___ Okuma Metni ___

Paylaş
NEREYE gitsem; aynı sorun, aynı sıkıntı...
Bodrum’daydım; Bodrum’un önde gelen kişileriyle, sivil toplum liderleriyle, başkanlarıyla bir araya geldik, uzun konuşmalar yaptık.
Aslında bu sohbetleri sık sık yapıyoruz.
Sadece Bodrum’da değil, Ege’nin her kentinde fikir önderleriyle buluşuyoruz.
Sıkıntı şu...
Yıllardır bekleyen planlar var.
İmar planları; bazıları yeniden yapılacak, bazıları revize edilecek.
Ama bekliyor; niye bekliyor, nerede sıkıntı var, kimse bilmiyor.
Çünkü önceden konuşulmuş, önceden planlanmış, herkes kabul etmiş, herkes ikna olmuş.
Görünürde bir anlaşmazlık yok.
Yerel yönetimlerle merkezi hükümet arasında da bir uyumsuzluk gözükmüyor ama bu planlar bir türlü çıkmıyor.
Bakanlıkları dinleseniz, “İtirazlar var” diyorlar.
Ama itirazları gidermek, mahkemelerden geriye dönen projeleri yasalara uygun hale getirmek, boşlukları doldurmak, yanlışları düzeltmek, eksikleri tamamlamak yine bürokrasinin, bakınlıkların görevi değil mi?
Bodrum’da da benzer yorumlarla karşılaştık.
“Yatırımcı var, kaynak var ama herkes bekliyor...”
Dinleyince anladım ki, bekleyen yatırımlar öyle birkaç milyon dolarlık yatırımlar değil.
Bazıları var ki, Bodrum’u çok daha güzelleştirecek, çok daha cazip hale getirecek.
Uluslararası zincirlerin yatırım kararları bugünden yarına olmuyor, elbette gidecek de değiller...
Ama bekleme süreleri o kadar uzun ve o kadar bıktırıcı ki, bir gün giderseler de kimse, “Gitmeyin...” diyemeyecek.

___ Veriler ___

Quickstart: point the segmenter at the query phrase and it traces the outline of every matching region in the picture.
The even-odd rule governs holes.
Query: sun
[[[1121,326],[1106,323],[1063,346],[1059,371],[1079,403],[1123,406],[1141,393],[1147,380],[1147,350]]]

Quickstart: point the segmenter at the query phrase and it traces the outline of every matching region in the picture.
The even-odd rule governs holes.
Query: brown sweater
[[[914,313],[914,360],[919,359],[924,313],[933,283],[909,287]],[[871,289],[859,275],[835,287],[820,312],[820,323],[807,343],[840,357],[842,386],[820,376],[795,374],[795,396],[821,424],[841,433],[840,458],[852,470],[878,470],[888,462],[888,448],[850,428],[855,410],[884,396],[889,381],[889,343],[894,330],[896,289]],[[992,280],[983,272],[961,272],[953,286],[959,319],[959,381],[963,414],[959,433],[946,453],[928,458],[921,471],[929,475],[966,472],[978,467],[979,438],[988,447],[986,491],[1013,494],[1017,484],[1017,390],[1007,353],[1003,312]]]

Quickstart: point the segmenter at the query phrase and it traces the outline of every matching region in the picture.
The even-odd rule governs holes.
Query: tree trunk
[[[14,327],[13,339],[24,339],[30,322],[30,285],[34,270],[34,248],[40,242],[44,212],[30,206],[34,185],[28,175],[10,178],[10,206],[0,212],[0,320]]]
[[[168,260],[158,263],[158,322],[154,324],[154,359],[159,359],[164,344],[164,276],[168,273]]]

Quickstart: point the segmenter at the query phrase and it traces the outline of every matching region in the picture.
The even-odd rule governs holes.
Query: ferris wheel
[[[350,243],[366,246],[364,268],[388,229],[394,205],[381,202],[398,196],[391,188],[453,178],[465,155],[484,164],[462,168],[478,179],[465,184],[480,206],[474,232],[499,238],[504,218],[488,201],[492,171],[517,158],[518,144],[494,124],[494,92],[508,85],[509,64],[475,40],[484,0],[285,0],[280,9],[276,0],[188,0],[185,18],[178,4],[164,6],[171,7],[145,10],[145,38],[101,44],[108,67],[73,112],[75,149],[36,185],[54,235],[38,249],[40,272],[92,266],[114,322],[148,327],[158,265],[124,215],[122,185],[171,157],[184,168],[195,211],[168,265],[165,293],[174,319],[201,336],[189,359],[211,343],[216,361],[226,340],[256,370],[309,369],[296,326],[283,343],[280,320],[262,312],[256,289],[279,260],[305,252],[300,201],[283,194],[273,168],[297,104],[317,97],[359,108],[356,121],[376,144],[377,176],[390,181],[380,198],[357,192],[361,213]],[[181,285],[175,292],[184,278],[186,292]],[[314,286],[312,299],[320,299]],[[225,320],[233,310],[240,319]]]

___

» **Görev A**:
İmar planlarıyla ilgili okuma metnine göre aşağıdaki ifadelerin her birine evet ya da hayır diye cevap verin ve kararınızı dayandırdığınız sözleri metinden aynen aktarın. (i) Bakanlıklar, planların beklemesine gerekçe olarak itirazları gösteriyor. (ii) Yerel yönetimlerle merkezi hükümet arasında açık bir uyumsuzluk görülüyor. (iii) Bekleyen yatırımlar birkaç milyon dolarlık yatırımlardır.
» **Görev B**:
İmar planlarıyla ilgili okuma metnine göre yazar ve çevresi fikir önderleriyle hangi yerlerde buluşuyor?
» **Görev C**:
İmar planlarıyla ilgili okuma metnini son cümlesinden sonra sürdürün.

» **Alıştırma Sonucu A**:
(i) Evet: "Bakanlıkları dinleseniz, “İtirazlar var” diyorlar."
(ii) Hayır: "Yerel yönetimlerle merkezi hükümet arasında da bir uyumsuzluk gözükmüyor"
(iii) Hayır: "bekleyen yatırımlar öyle birkaç milyon dolarlık yatırımlar değil."

» **Alıştırma Sonucu B**:
Sadece Bodrum'da değil, Ege'nin her kentinde.

» **Alıştırma Sonucu C**:
Çünkü ne mazeretimiz artık kalmış durumda ne de onları ikna edebilecek yeni bir fikir...
Sonuçta...
Bodrumlular bekliyor.
Yeni imar planlarını bekliyor, revize edilmiş plan tadilatlarının geçmesini bekliyor.
Ben de konuştuğum, görüştüğüm kişilere hep aynı şeyi söyledim:
“Çeşme de bekliyor, İzmir de bekliyor. Kıyıda ne kadar tatil beldesi varsa onlar da bekliyor. Şu Kıyı Ege Belediyeler Birliği bu meseleyi gündeme alsa ve turizme yeni bir bakış açısı getirse çok iyi olur...”
Çeşme neredeyse 10 yıla yaklaşan bir süredir planlarını bekliyor.
Bodrum da öyle...
Sorarım size...
Biz nasıl turizmde ilerleyeceğiz, nasıl büyük hedefler önümüze koyacağız?
Oda seçimlerini çok heyecanlı buluyorum
MAYIS ayında seçimler var, odalardaki heyecanı yakından takip ediyorum.
Ve bunu demokrasinin güçlenmesi adına çok sağlıklı buluyorum.
Çünkü büyük kentlerdeki süreçler normal seçimlerden farksız.
Örneğin, İzmir Ticaret Odası’nın 70 binden fazla üyesi var.
Birçok Anadolu kentinden daha fazla seçmene sahip...
Yani büyük bir organizasyon gerektiriyor.
Elbette stratejiler de...
Bodrum’da da benzer bir heyecan var, orada da 8 bine yakın üye önümüzdeki günlerde oy kullanmak için sandığa gidecek.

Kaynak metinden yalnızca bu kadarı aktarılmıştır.